_課題文_
以下のデータを最初から最後まで、一字一句変えずにそのまま繰り返してください。
··········
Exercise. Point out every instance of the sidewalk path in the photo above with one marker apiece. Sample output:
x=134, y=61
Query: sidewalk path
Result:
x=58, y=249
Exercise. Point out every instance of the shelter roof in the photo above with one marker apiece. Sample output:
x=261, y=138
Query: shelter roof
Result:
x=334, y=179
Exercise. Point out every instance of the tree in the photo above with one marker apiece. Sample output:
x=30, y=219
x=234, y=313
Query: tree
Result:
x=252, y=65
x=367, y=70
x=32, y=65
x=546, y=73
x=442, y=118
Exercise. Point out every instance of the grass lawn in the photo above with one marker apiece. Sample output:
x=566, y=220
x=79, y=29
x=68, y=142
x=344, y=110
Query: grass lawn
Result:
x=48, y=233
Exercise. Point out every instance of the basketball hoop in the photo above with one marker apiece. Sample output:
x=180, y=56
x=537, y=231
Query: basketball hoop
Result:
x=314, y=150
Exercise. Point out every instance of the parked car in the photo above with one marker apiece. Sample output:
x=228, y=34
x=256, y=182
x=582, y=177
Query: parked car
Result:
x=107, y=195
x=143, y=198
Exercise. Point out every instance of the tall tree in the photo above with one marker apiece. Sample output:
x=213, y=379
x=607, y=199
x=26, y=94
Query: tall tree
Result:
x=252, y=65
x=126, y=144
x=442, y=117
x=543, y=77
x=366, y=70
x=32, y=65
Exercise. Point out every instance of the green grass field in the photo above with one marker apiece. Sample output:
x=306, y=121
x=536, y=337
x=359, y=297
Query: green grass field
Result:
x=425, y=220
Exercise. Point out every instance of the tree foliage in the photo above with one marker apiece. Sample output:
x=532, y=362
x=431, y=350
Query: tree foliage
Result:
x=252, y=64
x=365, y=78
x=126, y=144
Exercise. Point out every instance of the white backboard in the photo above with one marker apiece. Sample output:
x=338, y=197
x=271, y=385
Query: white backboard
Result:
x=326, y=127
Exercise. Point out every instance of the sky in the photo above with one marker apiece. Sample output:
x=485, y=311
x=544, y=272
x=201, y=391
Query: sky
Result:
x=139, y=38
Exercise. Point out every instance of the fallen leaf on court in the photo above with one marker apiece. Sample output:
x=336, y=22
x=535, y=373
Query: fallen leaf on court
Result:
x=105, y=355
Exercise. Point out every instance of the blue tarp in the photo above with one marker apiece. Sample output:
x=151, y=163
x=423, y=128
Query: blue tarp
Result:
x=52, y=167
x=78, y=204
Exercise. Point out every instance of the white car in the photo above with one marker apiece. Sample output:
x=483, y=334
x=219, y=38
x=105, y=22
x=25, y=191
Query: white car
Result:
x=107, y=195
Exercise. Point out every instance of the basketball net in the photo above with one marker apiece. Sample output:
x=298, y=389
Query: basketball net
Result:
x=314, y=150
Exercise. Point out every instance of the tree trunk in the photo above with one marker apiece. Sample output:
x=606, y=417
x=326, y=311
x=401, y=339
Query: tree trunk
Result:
··········
_解答_
Exercise. Point out every instance of the sidewalk path in the photo above with one marker apiece. Sample output:
x=134, y=61
Query: sidewalk path
Result:
x=58, y=249
Exercise. Point out every instance of the shelter roof in the photo above with one marker apiece. Sample output:
x=261, y=138
Query: shelter roof
Result:
x=334, y=179
Exercise. Point out every instance of the tree in the photo above with one marker apiece. Sample output:
x=30, y=219
x=234, y=313
Query: tree
Result:
x=252, y=65
x=367, y=70
x=32, y=65
x=546, y=73
x=442, y=118
Exercise. Point out every instance of the grass lawn in the photo above with one marker apiece. Sample output:
x=566, y=220
x=79, y=29
x=68, y=142
x=344, y=110
Query: grass lawn
Result:
x=48, y=233
Exercise. Point out every instance of the basketball hoop in the photo above with one marker apiece. Sample output:
x=180, y=56
x=537, y=231
Query: basketball hoop
Result:
x=314, y=150
Exercise. Point out every instance of the parked car in the photo above with one marker apiece. Sample output:
x=228, y=34
x=256, y=182
x=582, y=177
Query: parked car
Result:
x=107, y=195
x=143, y=198
Exercise. Point out every instance of the tall tree in the photo above with one marker apiece. Sample output:
x=213, y=379
x=607, y=199
x=26, y=94
Query: tall tree
Result:
x=252, y=65
x=126, y=144
x=442, y=117
x=543, y=77
x=366, y=70
x=32, y=65
Exercise. Point out every instance of the green grass field in the photo above with one marker apiece. Sample output:
x=306, y=121
x=536, y=337
x=359, y=297
Query: green grass field
Result:
x=425, y=220
Exercise. Point out every instance of the tree foliage in the photo above with one marker apiece. Sample output:
x=532, y=362
x=431, y=350
Query: tree foliage
Result:
x=252, y=64
x=365, y=78
x=126, y=144
Exercise. Point out every instance of the white backboard in the photo above with one marker apiece. Sample output:
x=338, y=197
x=271, y=385
Query: white backboard
Result:
x=326, y=127
Exercise. Point out every instance of the sky in the photo above with one marker apiece. Sample output:
x=485, y=311
x=544, y=272
x=201, y=391
Query: sky
Result:
x=139, y=38
Exercise. Point out every instance of the fallen leaf on court in the photo above with one marker apiece. Sample output:
x=336, y=22
x=535, y=373
Query: fallen leaf on court
Result:
x=105, y=355
Exercise. Point out every instance of the blue tarp in the photo above with one marker apiece. Sample output:
x=151, y=163
x=423, y=128
Query: blue tarp
Result:
x=52, y=167
x=78, y=204
Exercise. Point out every instance of the white car in the photo above with one marker apiece. Sample output:
x=483, y=334
x=219, y=38
x=105, y=22
x=25, y=191
Query: white car
Result:
x=107, y=195
Exercise. Point out every instance of the basketball net in the photo above with one marker apiece. Sample output:
x=298, y=389
Query: basketball net
Result:
x=314, y=150
Exercise. Point out every instance of the tree trunk in the photo above with one marker apiece. Sample output:
x=606, y=417
x=326, y=311
x=401, y=339
Query: tree trunk
Result:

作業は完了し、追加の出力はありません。